Retype all of the entries word for word.

Region outline entries:
-- begin --
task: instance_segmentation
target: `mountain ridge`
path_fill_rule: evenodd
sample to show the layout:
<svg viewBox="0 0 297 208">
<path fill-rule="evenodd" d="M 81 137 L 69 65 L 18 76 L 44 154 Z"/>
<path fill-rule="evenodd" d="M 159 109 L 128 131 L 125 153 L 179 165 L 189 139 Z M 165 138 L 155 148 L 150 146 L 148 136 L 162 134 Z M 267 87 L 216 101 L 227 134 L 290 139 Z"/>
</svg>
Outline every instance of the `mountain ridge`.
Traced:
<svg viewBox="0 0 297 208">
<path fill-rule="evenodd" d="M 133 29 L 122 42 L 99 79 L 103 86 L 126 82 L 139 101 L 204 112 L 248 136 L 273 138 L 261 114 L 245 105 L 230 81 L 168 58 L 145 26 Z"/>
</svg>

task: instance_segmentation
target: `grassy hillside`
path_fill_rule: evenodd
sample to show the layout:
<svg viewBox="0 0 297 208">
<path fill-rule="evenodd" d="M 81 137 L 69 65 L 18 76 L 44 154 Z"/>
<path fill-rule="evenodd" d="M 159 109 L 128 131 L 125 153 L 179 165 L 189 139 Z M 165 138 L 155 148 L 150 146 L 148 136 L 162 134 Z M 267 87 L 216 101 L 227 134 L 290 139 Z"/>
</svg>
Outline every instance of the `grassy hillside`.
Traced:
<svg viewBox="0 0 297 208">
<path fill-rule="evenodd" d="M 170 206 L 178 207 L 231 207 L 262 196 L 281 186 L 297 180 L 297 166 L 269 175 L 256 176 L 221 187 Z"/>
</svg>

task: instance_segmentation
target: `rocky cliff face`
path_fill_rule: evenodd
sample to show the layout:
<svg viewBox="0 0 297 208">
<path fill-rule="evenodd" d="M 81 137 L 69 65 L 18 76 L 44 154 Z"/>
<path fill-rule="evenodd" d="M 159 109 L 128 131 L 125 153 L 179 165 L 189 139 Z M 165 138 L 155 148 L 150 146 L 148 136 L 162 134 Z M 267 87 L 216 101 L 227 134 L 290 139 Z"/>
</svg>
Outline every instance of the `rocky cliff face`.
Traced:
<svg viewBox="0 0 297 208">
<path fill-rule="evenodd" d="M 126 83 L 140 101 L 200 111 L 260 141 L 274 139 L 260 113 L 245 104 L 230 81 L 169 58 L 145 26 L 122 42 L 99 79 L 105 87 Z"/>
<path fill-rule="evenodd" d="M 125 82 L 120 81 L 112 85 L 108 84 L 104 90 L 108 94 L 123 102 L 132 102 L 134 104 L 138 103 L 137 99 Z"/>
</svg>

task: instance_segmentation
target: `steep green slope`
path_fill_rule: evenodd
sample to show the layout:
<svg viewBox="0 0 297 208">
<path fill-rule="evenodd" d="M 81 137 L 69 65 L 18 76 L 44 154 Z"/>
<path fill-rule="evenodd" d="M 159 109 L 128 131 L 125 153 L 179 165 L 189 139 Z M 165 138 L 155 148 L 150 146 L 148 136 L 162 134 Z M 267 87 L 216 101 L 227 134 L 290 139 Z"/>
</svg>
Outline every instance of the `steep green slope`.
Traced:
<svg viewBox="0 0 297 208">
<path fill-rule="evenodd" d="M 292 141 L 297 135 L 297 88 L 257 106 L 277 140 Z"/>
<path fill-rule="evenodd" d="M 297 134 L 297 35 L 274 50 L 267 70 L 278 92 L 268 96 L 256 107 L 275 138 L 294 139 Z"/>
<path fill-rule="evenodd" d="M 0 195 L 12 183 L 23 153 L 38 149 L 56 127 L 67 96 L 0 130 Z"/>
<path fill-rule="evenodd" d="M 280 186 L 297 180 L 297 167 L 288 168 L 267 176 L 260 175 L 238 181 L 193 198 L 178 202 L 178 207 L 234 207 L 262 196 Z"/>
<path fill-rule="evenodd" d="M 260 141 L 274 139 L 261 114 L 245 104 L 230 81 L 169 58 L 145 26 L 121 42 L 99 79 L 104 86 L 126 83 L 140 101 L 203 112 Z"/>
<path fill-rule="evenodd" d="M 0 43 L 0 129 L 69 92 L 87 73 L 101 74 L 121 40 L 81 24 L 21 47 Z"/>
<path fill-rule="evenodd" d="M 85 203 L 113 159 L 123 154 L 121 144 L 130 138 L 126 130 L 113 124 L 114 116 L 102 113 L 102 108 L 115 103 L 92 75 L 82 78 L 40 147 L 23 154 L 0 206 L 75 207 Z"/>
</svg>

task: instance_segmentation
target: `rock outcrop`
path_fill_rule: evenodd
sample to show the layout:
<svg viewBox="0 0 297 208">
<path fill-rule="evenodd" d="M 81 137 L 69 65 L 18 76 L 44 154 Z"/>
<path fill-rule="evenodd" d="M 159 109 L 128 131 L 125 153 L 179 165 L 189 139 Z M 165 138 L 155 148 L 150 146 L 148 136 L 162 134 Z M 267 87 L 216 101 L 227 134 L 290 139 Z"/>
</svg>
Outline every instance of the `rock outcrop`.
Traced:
-- end --
Final result ▸
task: instance_segmentation
target: `mountain ridge`
path_fill_rule: evenodd
sample to show the layout:
<svg viewBox="0 0 297 208">
<path fill-rule="evenodd" d="M 81 137 L 69 65 L 18 76 L 44 154 Z"/>
<path fill-rule="evenodd" d="M 159 109 L 128 131 L 125 153 L 179 165 L 189 139 Z M 165 138 L 155 148 L 150 146 L 148 136 L 162 134 Z M 267 87 L 216 101 L 227 134 L 290 139 Z"/>
</svg>
Outline every instance of the `mountain ridge`.
Traced:
<svg viewBox="0 0 297 208">
<path fill-rule="evenodd" d="M 133 29 L 122 42 L 99 79 L 103 86 L 126 82 L 139 101 L 204 112 L 248 136 L 273 138 L 261 114 L 245 105 L 230 81 L 168 58 L 145 26 Z"/>
</svg>

task: instance_segmentation
target: `grassy hillside`
path_fill_rule: evenodd
sample to show the layout:
<svg viewBox="0 0 297 208">
<path fill-rule="evenodd" d="M 81 137 L 69 65 L 18 76 L 44 154 Z"/>
<path fill-rule="evenodd" d="M 159 109 L 128 131 L 125 153 L 179 165 L 189 139 Z M 165 138 L 155 148 L 150 146 L 148 136 L 162 134 Z M 267 87 L 216 101 L 227 134 L 290 139 Z"/>
</svg>
Outline every instance of the `grassy hillside`.
Traced:
<svg viewBox="0 0 297 208">
<path fill-rule="evenodd" d="M 170 206 L 178 207 L 231 207 L 262 196 L 281 186 L 297 180 L 297 166 L 269 175 L 256 176 L 221 187 Z"/>
</svg>

task: instance_segmentation
target: `rocky cliff face`
path_fill_rule: evenodd
sample to show the layout:
<svg viewBox="0 0 297 208">
<path fill-rule="evenodd" d="M 81 137 L 69 65 L 18 76 L 44 154 Z"/>
<path fill-rule="evenodd" d="M 159 109 L 128 131 L 125 153 L 179 165 L 189 139 Z M 165 138 L 155 148 L 150 146 L 148 136 L 162 134 Z M 267 87 L 216 101 L 227 134 L 290 139 Z"/>
</svg>
Outline every instance of the `rocky cliff face`.
Traced:
<svg viewBox="0 0 297 208">
<path fill-rule="evenodd" d="M 126 83 L 140 101 L 200 111 L 260 141 L 274 139 L 260 113 L 245 104 L 230 81 L 169 58 L 145 26 L 122 42 L 99 79 L 105 87 Z"/>
<path fill-rule="evenodd" d="M 125 82 L 120 81 L 112 85 L 108 84 L 104 90 L 108 94 L 123 102 L 132 102 L 134 104 L 138 103 L 137 99 Z"/>
</svg>

task: instance_segmentation
target: `steep green slope`
path_fill_rule: evenodd
sample to show the layout:
<svg viewBox="0 0 297 208">
<path fill-rule="evenodd" d="M 81 137 L 69 65 L 18 76 L 44 154 Z"/>
<path fill-rule="evenodd" d="M 159 109 L 128 131 L 125 153 L 179 165 L 189 139 Z M 165 138 L 155 148 L 150 146 L 148 136 L 162 134 Z M 267 87 L 216 101 L 227 134 L 290 139 Z"/>
</svg>
Outline every instance of the `steep green slope`.
Traced:
<svg viewBox="0 0 297 208">
<path fill-rule="evenodd" d="M 292 141 L 297 135 L 297 88 L 257 106 L 277 140 Z"/>
<path fill-rule="evenodd" d="M 297 134 L 297 35 L 274 50 L 267 70 L 278 92 L 268 96 L 256 107 L 275 138 L 294 139 Z"/>
<path fill-rule="evenodd" d="M 0 195 L 12 183 L 23 153 L 38 149 L 56 127 L 67 96 L 0 130 Z"/>
<path fill-rule="evenodd" d="M 280 186 L 297 180 L 297 167 L 288 168 L 267 176 L 260 175 L 238 181 L 193 198 L 178 202 L 178 207 L 234 207 L 262 196 Z"/>
<path fill-rule="evenodd" d="M 260 141 L 274 139 L 261 114 L 245 104 L 230 81 L 169 58 L 145 26 L 121 42 L 99 79 L 104 86 L 126 83 L 140 101 L 203 112 Z"/>
<path fill-rule="evenodd" d="M 0 43 L 0 129 L 69 92 L 87 73 L 101 74 L 121 40 L 81 24 L 21 47 Z"/>
<path fill-rule="evenodd" d="M 85 203 L 113 159 L 123 154 L 121 144 L 130 138 L 126 130 L 113 124 L 114 116 L 102 113 L 102 108 L 115 103 L 92 75 L 82 78 L 40 147 L 23 154 L 0 206 L 75 207 Z"/>
</svg>

task: instance_segmentation
target: `rock outcrop`
path_fill_rule: evenodd
sample to show the layout:
<svg viewBox="0 0 297 208">
<path fill-rule="evenodd" d="M 81 137 L 69 65 L 18 76 L 44 154 Z"/>
<path fill-rule="evenodd" d="M 159 109 L 128 131 L 125 153 L 179 165 L 189 139 Z M 165 138 L 155 148 L 150 146 L 148 136 L 162 134 Z M 267 87 L 216 101 L 227 134 L 290 139 Z"/>
</svg>
Outline every instance of the `rock outcrop`.
Traced:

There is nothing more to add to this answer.